[WHAT THIS TASK INVOLVES] Repeat the records below word for word, but start at the line that contains "of the cliff", stop after the last line, and include nothing else.

[Point annotation records]
◆ ◆ ◆
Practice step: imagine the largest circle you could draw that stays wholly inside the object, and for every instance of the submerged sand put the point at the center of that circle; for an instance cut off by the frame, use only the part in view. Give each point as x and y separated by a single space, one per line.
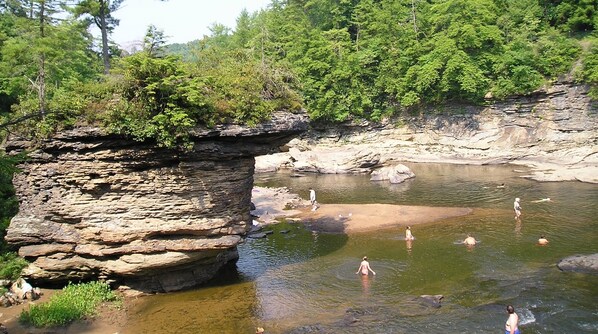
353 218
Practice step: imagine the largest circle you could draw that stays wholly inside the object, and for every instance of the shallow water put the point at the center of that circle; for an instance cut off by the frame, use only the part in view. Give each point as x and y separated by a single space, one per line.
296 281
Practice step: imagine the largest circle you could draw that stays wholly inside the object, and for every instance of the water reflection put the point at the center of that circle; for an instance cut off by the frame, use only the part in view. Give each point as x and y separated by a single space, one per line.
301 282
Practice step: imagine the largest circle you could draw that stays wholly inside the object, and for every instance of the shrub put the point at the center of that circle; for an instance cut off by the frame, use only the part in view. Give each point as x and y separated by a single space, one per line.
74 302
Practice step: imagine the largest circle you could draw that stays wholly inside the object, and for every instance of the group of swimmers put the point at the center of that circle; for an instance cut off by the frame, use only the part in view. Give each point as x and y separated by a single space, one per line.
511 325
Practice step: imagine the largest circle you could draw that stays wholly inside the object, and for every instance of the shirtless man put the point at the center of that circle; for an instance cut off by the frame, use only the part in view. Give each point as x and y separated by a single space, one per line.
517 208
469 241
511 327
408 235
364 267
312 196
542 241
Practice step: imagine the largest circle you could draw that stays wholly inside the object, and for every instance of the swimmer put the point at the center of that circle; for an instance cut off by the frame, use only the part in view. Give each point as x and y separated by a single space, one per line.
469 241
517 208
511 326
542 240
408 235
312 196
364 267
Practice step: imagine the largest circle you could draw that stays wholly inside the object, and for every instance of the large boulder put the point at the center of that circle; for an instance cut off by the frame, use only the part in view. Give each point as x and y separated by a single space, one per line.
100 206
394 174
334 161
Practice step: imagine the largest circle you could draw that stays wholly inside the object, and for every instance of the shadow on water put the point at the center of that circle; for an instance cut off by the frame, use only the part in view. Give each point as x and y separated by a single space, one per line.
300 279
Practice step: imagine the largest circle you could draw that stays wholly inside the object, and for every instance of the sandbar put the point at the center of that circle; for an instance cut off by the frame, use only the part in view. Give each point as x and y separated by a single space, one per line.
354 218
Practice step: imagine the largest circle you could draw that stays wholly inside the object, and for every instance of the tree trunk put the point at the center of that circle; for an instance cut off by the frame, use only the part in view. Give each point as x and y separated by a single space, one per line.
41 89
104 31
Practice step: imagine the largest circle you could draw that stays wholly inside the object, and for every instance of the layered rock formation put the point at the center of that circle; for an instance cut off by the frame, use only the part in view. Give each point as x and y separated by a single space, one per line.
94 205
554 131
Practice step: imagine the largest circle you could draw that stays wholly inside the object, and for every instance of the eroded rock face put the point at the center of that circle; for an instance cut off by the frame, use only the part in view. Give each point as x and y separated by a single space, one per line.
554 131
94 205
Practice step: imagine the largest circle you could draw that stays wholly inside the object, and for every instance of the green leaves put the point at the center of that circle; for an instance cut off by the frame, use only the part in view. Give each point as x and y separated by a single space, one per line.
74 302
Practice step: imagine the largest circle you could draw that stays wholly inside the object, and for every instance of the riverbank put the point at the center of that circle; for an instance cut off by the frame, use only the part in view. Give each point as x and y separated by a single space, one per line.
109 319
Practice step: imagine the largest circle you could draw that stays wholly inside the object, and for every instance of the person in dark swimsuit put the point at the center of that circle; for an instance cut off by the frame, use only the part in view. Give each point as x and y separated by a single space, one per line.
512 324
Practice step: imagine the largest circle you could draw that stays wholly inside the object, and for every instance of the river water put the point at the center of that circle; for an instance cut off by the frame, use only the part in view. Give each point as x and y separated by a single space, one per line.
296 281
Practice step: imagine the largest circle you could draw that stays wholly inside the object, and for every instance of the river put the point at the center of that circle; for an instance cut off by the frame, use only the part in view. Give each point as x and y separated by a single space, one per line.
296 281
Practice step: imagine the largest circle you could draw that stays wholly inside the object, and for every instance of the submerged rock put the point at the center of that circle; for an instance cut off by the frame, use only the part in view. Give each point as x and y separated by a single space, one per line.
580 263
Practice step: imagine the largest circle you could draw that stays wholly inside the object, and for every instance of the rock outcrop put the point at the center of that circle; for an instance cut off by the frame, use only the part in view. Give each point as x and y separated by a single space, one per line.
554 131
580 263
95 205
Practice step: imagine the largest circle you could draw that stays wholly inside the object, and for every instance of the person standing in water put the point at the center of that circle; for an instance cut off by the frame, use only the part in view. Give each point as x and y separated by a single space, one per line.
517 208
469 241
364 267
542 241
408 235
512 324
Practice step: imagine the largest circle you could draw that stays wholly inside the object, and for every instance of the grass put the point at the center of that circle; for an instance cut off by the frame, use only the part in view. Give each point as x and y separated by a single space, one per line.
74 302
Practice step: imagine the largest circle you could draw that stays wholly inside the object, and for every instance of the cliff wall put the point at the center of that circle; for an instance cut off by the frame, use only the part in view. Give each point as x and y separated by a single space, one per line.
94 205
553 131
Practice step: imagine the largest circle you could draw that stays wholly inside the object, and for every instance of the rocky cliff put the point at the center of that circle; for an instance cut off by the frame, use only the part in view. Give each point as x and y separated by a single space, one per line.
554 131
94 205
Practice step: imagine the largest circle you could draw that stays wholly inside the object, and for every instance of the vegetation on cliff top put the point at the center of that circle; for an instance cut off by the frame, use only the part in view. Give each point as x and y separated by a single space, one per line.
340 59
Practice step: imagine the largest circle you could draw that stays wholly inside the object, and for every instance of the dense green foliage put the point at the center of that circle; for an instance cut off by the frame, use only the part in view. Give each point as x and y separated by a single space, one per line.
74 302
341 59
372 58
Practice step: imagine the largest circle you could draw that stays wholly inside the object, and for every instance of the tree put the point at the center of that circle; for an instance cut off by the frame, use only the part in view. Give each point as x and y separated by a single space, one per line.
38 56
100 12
◆ ◆ ◆
[RESPONSE]
Practice step: imagine the largest circle you could draw that stays wholly inside the object, and for every instance of the cliff wall put the point at the center of that circle; for an instance cut off by the frame, use only the part in view. Give each point as x and y separated by a single space, one per line.
94 205
553 131
Practice step: imagine the largest circle you could draw that stays wholly inside the object, and for every instance of the rocky cliff put the point at the center of that circle; for an instance cut off by the frame, use only the part in view. Give each point as x and y separated by a single space, one per line.
554 131
94 205
Practice step: imagine the largest circle you could draw that stays wholly inside the object, and for every instance of the vegetation on cliff top put the point at the center of that circle; for an instance cut off by the frame, use only the part in view. Give each point as x and y separated by a single space, one per line.
340 59
Practice step: imagine the largest circle you could draw that stays wholly inside the object, and for every instance of the dense green foliage put the point at the center of that circle; for an instance cut off by the frame, use only the part in view. Give each point as x and y separated by a single space, one per line.
74 302
341 59
372 58
Practice step: imagine the largest circle you could draw that stays wholly inside the object, and for every instance of the tree put the point at the center of that circle; for an instance cut off by the frame, use only the part in view. Give each point as x and y separated by a single space, one per line.
38 56
100 12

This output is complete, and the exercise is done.